--- Provided records ---

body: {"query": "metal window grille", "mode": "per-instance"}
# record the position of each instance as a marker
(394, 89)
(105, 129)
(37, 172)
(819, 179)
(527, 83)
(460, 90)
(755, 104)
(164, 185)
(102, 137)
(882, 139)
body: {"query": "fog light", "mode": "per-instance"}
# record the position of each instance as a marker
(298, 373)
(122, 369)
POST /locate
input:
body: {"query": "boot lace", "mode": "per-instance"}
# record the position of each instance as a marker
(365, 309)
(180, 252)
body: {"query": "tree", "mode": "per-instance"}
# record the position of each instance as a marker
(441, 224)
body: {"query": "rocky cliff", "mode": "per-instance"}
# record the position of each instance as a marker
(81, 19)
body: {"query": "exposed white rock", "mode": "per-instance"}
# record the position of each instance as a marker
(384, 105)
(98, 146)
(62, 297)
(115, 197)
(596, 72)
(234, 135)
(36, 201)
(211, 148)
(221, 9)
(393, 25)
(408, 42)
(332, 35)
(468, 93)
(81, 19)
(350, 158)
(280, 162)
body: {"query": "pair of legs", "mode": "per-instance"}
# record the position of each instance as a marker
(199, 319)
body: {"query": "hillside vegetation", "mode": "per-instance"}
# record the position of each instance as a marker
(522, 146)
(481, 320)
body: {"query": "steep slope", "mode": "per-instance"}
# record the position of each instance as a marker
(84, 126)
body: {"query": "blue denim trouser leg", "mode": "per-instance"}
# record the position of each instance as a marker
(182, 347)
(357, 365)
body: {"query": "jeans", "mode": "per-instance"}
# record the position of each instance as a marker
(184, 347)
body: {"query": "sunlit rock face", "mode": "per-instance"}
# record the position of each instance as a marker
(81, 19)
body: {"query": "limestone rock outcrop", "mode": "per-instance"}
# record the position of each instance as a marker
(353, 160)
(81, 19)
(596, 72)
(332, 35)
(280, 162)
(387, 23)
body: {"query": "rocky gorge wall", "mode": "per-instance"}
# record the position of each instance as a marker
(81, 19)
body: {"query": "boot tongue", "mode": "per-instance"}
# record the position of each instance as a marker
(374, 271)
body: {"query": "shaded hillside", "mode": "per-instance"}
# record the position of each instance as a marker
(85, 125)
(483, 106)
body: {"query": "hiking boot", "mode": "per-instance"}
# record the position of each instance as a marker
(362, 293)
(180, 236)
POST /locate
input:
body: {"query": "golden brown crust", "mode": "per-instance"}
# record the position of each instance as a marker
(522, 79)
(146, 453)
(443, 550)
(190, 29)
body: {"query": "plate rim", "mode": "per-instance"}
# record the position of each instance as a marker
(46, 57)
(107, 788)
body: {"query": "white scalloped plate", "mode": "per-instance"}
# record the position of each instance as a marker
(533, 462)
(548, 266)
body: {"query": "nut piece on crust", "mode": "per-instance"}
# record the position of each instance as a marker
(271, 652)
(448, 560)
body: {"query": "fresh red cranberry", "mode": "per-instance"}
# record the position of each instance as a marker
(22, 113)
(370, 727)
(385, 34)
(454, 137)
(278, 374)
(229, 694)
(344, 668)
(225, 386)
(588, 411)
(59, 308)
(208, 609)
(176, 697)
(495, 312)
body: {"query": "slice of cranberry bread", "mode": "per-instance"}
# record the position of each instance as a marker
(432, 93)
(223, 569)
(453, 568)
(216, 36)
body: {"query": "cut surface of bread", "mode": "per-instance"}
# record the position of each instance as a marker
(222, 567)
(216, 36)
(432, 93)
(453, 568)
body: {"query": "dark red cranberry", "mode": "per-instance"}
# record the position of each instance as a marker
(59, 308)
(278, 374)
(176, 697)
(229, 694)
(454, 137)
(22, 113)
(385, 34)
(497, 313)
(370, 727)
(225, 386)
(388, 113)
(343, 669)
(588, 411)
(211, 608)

---

Task directions | Which lines in the items above contain the string "bread"? Copy out each of those lines in full.

Completed task |
body: {"query": "slice of cranberry bread", "mode": "per-instance"}
body: {"query": "cut surface of bread", "mode": "per-instance"}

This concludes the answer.